### [Description of the task]
Print the entries in full, word for word, but not the pictures.

### [Extracted entries]
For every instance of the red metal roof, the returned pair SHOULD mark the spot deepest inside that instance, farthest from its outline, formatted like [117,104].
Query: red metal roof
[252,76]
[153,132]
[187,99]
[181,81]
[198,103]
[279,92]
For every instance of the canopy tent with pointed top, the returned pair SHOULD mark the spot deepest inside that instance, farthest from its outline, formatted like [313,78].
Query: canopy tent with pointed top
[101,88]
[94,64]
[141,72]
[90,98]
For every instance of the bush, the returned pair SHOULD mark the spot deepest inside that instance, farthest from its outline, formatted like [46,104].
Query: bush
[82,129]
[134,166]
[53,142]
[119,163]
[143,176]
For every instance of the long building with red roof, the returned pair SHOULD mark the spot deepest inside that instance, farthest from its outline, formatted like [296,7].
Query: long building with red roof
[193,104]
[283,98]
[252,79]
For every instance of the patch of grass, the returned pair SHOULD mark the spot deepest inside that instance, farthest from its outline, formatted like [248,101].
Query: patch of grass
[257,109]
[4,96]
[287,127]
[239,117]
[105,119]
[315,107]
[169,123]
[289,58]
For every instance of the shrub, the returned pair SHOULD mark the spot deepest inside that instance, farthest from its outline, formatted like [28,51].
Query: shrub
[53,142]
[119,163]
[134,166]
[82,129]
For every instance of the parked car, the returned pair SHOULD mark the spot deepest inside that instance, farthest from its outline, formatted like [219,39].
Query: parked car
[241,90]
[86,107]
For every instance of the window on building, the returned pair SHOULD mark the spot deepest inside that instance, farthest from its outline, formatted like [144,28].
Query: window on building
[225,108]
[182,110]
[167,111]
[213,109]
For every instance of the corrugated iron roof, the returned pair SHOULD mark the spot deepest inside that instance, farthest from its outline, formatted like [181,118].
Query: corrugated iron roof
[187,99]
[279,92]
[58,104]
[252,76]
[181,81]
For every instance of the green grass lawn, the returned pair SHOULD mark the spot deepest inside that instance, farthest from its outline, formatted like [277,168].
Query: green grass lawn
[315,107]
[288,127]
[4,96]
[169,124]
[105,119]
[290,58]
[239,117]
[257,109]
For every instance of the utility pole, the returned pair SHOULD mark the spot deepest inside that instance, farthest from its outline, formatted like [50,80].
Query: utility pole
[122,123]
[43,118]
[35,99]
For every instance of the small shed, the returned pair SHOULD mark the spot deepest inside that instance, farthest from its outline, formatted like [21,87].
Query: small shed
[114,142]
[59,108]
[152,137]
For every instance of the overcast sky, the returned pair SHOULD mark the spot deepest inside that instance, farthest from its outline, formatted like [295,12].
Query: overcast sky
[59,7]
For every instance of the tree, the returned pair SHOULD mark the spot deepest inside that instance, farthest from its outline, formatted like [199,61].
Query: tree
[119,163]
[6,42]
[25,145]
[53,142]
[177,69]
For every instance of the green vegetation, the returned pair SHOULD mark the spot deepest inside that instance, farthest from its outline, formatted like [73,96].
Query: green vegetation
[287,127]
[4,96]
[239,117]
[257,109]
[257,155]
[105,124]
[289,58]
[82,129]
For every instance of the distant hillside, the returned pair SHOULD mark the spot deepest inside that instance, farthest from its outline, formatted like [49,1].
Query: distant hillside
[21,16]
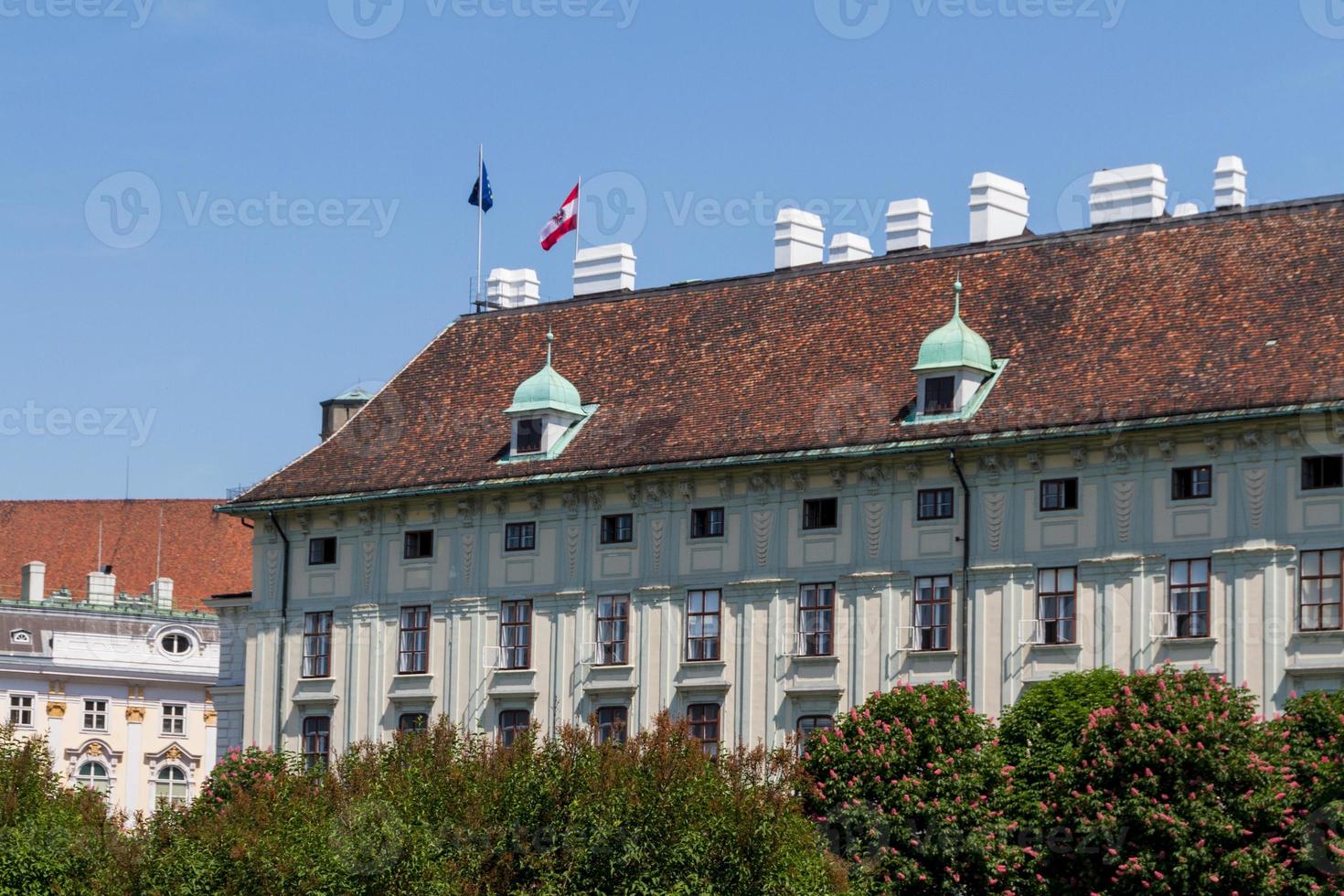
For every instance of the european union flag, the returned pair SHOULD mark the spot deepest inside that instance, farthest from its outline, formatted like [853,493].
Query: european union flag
[488,203]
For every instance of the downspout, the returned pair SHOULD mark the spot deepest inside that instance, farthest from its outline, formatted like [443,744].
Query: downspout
[283,632]
[965,570]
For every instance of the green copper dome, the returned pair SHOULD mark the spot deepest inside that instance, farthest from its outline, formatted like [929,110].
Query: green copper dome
[955,344]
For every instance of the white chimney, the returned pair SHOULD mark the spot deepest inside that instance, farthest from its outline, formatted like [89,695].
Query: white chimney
[508,288]
[848,248]
[102,589]
[160,592]
[603,269]
[798,238]
[997,208]
[909,225]
[1230,183]
[34,581]
[1128,194]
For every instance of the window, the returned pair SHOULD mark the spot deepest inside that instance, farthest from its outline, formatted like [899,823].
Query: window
[938,394]
[618,528]
[1320,592]
[93,775]
[322,551]
[514,723]
[418,546]
[414,643]
[1192,483]
[707,523]
[1323,472]
[517,635]
[611,724]
[20,709]
[1060,495]
[175,719]
[96,715]
[1055,604]
[816,620]
[702,624]
[317,741]
[705,726]
[1189,602]
[935,504]
[171,786]
[613,630]
[933,613]
[529,434]
[520,536]
[317,645]
[820,513]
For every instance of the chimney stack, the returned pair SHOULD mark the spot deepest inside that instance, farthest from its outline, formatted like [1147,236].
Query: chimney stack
[848,248]
[909,225]
[997,208]
[1230,183]
[603,269]
[798,238]
[1128,194]
[508,288]
[34,581]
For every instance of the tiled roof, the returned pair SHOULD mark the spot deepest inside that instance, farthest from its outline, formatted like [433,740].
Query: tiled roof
[203,552]
[1218,312]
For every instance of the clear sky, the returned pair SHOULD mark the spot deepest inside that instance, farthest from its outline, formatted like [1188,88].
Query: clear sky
[218,212]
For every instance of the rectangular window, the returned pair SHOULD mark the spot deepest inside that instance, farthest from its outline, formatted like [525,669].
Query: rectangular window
[1192,483]
[322,551]
[520,536]
[1324,472]
[816,620]
[933,613]
[820,513]
[175,719]
[705,726]
[317,735]
[517,635]
[96,715]
[1055,604]
[618,528]
[317,645]
[1320,592]
[413,658]
[1060,495]
[702,624]
[514,723]
[707,523]
[934,504]
[1189,600]
[418,546]
[613,629]
[612,723]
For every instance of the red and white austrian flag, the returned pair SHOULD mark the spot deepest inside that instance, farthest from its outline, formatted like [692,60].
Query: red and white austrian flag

### [Exercise output]
For every instance of the red metal roof, the returned pair SHOULD mark the spot deepest inside that instance, farthest from its outline, formatted like [117,104].
Query: red metal roof
[252,76]
[153,132]
[187,99]
[181,81]
[198,103]
[279,92]
For every instance of the canopy tent with pointed top, the returned pair SHOULD mark the spot deepest inside that instance, farthest from its outline, formatted like [313,78].
Query: canopy tent with pointed top
[101,88]
[94,64]
[141,72]
[90,98]
For every instance of the bush, the returned pair SHOULD mark the spot deepest inside that instance, farthest from its outline, formatted like [46,104].
Query: bush
[82,129]
[134,166]
[53,142]
[119,163]
[143,176]
For every instance of the long building with red roof, the returned pair SHOULD mark the spot deepest inside that instance, farthest from its outline, formatted like [296,7].
Query: long building with red roof
[193,104]
[283,98]
[252,79]
For every instance of the patch of grass, the returned pair SHOULD mark the spot deepest inside that instance, farthest from its outline, formatted like [248,101].
Query: patch of grass
[257,109]
[4,96]
[287,127]
[239,117]
[105,119]
[315,107]
[169,123]
[289,58]
For every instance of the shrub, the returned pair SHOULD mark the spot deepest inside that instance, farthest from its outline, formatted like [28,51].
Query: shrub
[53,142]
[119,163]
[134,166]
[82,129]
For every instance of the parked car, the returned pair SHOULD mark the spot deepest inside that instance, farthest from its outline, formatted like [219,39].
Query: parked car
[241,90]
[86,107]
For every instance of the window on building, the returned pair SHOULD mark the spot deepest inside that instance, farthest from its outline, formatted like [144,28].
Query: window on building
[225,108]
[182,110]
[167,111]
[213,109]
For every instance of the corrugated iron roof, the returned pair SHOULD mark the spot deepest inside that instance, farthest from its outline, formatted like [181,118].
Query: corrugated iron roof
[187,99]
[279,92]
[58,104]
[252,76]
[181,81]
For every instance of the green grass lawn, the returned pair SHOULD mark the spot deepest inside that instance, farthest from its outline, formatted like [277,168].
Query: green grass lawn
[315,107]
[288,127]
[4,96]
[169,124]
[105,119]
[290,58]
[239,117]
[257,109]
For every instance of the utility pole, the returned pair SHOULD mark the spot deepest inside that instance, farthest from its outline, formatted like [50,80].
Query: utility pole
[122,123]
[43,118]
[35,99]
For every instance of the small shed, the returned pair SHOULD mark the spot deepest inside that instance, farthest from its outline, formatted like [21,87].
Query: small shed
[114,142]
[59,108]
[152,137]
For every instance of the overcast sky, the returned pair SHOULD mark the spot deepest inside that instance, farthest from its outline, formatted like [295,12].
Query: overcast sky
[59,7]
For every instance of the tree, the returned pair SHOULD mark the spot deepest inside that instance, farthest from its outline, formatted like [199,61].
Query: tree
[119,163]
[6,42]
[25,145]
[53,142]
[177,69]
For every instance of the green vegetation, the returned pair SHOULD mark the spot deepest inside that instance, farthest from its outline, formatted like [73,96].
Query: green vegetation
[287,127]
[4,96]
[239,117]
[257,109]
[257,155]
[105,124]
[289,58]
[82,129]
For every instance of the distant hillside, the returned pair SHOULD mark the spot deepest inside that instance, farthest from its outline, formatted like [49,1].
Query: distant hillside
[21,16]
For every instance of the european union flag, the returned pair SHOULD mark the spot deepest inside that instance, farthest from its outline, formatted like [853,493].
Query: european union flag
[488,203]
For every instance of the downspout, the returned pair SHOULD mark the spot deepest inside that instance, farthest from its outline, formatted like [443,744].
Query: downspout
[283,632]
[965,570]
For every instance of the green copper dome, the returned pair SHOULD mark the spot deepest inside that instance, farthest from its outline, formatted like [929,110].
Query: green copper dome
[955,344]
For every instance of the white chimney, the returned pair SHOULD mark the spot deepest inside that instance, farthest from its outline, formatted like [89,695].
Query: white chimney
[508,288]
[848,248]
[102,589]
[160,592]
[603,269]
[798,238]
[997,208]
[909,225]
[1230,183]
[34,581]
[1128,194]
For every instance of the window, the returned pair SHOULD mark the spot deepest inside that instance, farthest from its outline, formatted like [899,823].
Query: window
[938,394]
[618,528]
[1320,592]
[93,775]
[322,551]
[514,723]
[418,546]
[414,643]
[1192,483]
[707,523]
[1323,472]
[517,635]
[611,724]
[20,709]
[1060,495]
[175,719]
[96,715]
[1055,604]
[816,620]
[702,624]
[317,741]
[705,726]
[1189,602]
[935,504]
[171,786]
[613,630]
[933,613]
[529,434]
[520,536]
[317,645]
[820,513]
For every instance of the chimney stack, the returned pair SHOULD mark the spot deepest inside that instance, farthest from its outline, formatted like [1147,236].
Query: chimney stack
[848,248]
[909,225]
[997,208]
[1230,183]
[603,269]
[798,238]
[1128,194]
[508,288]
[34,581]
For every instance of the tiled roof, the returned pair SHOULD mark the spot deepest inside that instance, farthest from its outline, formatted like [433,740].
Query: tiled roof
[203,552]
[1218,312]
For every instance of the clear sky, the returned pair SHOULD mark the spot deepest inside that instance, farthest from its outline, formatted like [1188,88].
Query: clear sky
[218,212]
For every instance of the rectangular window, the returned pair SHOULD mark the spot deepest inside that instance, farthest from its outline, formatted like [525,669].
Query: rectangular window
[1192,483]
[322,551]
[520,536]
[1324,472]
[816,620]
[933,613]
[820,513]
[175,719]
[705,726]
[317,735]
[517,635]
[96,715]
[1055,604]
[618,528]
[317,645]
[1320,592]
[413,658]
[1060,495]
[702,624]
[514,723]
[707,523]
[934,504]
[1189,600]
[418,546]
[613,629]
[612,723]
For every instance of the red and white austrian flag, the returned pair SHOULD mark the spot deepest inside that instance, farthest from its outline, formatted like [692,60].
Query: red and white austrian flag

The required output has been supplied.